## Your goal
Both the line containing "A point marks every instance of the yellow" and the last line of the listing are included: write out exactly the lines from one to the other.
<<<<
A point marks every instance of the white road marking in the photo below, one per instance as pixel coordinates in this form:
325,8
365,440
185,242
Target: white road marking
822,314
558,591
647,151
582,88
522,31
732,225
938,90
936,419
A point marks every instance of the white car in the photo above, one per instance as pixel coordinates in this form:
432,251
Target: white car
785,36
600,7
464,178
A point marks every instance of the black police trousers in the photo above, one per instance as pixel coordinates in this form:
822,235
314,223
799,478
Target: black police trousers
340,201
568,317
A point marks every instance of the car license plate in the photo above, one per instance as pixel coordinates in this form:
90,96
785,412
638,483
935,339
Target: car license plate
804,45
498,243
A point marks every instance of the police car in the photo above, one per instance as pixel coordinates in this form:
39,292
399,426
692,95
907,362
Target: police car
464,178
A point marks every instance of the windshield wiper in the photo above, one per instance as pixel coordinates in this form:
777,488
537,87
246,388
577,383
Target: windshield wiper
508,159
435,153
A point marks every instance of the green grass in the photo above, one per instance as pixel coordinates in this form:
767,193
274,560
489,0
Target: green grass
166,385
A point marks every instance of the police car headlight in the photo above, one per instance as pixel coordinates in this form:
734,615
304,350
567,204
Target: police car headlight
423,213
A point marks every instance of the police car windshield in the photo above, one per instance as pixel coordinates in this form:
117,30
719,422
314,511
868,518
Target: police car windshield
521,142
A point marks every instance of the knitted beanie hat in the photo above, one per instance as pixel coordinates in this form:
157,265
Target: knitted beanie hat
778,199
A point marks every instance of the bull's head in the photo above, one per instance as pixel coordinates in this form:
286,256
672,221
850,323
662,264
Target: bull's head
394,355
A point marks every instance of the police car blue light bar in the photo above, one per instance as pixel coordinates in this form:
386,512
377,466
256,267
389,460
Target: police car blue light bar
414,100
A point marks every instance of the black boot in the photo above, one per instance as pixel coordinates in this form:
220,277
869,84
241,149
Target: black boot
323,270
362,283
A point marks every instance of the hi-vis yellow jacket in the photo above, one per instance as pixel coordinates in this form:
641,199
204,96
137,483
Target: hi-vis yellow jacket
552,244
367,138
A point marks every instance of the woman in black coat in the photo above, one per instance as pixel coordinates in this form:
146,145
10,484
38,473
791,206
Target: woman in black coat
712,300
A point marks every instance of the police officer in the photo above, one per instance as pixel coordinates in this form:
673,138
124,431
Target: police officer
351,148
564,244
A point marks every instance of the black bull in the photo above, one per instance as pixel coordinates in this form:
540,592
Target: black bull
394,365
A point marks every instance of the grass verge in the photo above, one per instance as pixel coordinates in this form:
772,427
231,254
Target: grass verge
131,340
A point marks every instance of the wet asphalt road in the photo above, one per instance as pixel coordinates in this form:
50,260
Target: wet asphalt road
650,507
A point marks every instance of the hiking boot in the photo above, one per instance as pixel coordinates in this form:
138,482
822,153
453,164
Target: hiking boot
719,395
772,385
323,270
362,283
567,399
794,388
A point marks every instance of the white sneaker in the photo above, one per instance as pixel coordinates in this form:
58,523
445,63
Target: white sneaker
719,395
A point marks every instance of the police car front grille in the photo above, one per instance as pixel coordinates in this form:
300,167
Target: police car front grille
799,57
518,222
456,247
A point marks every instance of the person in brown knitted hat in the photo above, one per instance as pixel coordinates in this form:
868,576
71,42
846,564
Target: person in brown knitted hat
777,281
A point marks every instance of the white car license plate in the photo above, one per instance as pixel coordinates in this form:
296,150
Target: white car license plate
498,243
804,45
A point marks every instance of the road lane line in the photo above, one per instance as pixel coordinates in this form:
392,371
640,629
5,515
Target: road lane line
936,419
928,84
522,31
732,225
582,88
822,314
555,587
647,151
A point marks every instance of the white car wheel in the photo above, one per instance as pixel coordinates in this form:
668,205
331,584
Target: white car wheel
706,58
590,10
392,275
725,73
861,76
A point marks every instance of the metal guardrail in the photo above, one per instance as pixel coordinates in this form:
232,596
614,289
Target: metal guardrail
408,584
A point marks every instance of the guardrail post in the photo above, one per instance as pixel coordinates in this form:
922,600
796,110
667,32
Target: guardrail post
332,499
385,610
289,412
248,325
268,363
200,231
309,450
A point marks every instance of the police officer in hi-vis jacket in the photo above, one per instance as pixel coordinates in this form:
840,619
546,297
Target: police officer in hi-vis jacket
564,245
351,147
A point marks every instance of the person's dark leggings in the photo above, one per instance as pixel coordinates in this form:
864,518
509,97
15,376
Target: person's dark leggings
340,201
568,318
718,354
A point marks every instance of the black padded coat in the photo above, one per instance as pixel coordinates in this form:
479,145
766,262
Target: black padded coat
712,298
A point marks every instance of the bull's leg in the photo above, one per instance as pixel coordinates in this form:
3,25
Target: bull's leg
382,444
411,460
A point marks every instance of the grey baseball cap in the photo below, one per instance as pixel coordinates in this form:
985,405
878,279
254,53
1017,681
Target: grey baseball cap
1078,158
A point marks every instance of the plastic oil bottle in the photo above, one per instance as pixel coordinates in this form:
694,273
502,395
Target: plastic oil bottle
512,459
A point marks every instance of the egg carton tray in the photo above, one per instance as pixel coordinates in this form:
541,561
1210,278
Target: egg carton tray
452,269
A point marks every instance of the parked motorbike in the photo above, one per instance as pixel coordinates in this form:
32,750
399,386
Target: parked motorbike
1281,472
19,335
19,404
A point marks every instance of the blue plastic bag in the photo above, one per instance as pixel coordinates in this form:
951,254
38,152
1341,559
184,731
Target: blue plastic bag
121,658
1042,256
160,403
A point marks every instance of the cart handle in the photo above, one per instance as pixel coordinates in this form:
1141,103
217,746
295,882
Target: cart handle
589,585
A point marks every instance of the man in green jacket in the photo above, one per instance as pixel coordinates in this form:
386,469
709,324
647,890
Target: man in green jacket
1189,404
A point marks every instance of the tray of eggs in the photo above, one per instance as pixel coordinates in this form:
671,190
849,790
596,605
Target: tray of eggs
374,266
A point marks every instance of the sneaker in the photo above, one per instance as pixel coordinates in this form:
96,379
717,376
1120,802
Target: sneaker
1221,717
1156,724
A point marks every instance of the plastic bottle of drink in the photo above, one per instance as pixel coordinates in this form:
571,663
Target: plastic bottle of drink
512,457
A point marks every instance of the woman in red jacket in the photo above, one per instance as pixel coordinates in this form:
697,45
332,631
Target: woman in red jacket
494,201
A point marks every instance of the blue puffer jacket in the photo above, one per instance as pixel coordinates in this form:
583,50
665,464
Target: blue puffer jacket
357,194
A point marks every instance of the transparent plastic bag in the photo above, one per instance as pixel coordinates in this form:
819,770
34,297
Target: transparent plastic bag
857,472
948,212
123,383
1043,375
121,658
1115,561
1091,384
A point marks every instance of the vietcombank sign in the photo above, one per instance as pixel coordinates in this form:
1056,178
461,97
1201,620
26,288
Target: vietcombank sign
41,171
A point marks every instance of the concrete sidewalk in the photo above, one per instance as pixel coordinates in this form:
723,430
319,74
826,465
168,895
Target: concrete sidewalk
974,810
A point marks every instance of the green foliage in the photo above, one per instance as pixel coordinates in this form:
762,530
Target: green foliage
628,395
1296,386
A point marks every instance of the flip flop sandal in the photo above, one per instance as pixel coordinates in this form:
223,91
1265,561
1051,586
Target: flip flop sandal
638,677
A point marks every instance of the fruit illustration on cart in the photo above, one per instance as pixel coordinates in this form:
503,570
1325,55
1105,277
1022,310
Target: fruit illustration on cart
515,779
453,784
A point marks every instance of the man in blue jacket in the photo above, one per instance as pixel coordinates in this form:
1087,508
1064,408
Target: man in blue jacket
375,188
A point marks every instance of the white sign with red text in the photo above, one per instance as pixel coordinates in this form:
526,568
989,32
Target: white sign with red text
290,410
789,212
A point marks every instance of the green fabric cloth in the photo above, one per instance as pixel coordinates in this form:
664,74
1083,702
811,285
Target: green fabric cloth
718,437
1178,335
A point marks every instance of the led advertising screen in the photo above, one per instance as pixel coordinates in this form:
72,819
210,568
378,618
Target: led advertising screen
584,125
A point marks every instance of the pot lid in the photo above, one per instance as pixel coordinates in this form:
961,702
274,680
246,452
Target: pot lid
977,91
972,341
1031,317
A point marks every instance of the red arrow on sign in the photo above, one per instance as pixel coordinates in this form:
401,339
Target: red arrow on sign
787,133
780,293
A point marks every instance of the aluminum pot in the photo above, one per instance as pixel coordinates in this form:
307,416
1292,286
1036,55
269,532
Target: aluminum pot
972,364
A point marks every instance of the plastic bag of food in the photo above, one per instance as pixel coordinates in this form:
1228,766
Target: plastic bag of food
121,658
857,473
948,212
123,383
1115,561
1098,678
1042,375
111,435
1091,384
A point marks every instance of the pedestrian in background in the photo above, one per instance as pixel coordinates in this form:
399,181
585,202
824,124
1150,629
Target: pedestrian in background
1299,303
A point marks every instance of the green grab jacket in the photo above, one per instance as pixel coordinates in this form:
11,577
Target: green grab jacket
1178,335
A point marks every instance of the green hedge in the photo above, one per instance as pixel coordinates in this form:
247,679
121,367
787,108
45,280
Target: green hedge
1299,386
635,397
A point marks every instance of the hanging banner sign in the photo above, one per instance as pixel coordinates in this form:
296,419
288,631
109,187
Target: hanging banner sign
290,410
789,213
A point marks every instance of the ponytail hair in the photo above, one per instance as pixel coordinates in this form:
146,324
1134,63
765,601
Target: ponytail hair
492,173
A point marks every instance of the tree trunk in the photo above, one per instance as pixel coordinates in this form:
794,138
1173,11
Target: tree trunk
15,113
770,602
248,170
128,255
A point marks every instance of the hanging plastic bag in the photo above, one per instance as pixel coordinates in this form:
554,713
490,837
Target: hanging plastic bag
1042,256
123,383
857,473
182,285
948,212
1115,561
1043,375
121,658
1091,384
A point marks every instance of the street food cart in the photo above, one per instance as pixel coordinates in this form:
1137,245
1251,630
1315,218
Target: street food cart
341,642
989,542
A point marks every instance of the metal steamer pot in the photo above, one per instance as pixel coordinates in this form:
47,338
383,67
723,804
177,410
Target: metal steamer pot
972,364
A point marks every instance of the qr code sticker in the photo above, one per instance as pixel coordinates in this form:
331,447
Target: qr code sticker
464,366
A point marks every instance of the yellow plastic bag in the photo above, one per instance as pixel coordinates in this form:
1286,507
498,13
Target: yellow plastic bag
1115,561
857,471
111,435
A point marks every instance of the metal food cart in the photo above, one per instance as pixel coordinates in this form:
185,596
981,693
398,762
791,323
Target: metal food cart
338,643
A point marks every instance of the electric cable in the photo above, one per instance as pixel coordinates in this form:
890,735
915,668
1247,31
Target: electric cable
>>>>
## Answer to this problem
A point marks every instance of the yellow plastic bag in the photo above, one per instance as pixel coordinates in this form:
1286,507
498,13
Target: yellow plastic bag
1115,561
857,471
111,435
A point marks every instance of the metal food cart in the photo above, one per instance as pixel coordinates in this form:
185,596
981,693
398,762
791,323
Target: metal food cart
338,643
A point marks every instance of the electric cable in the photo above, one per instance as pixel coordinates in this form:
890,735
915,668
1247,31
Target: electric cable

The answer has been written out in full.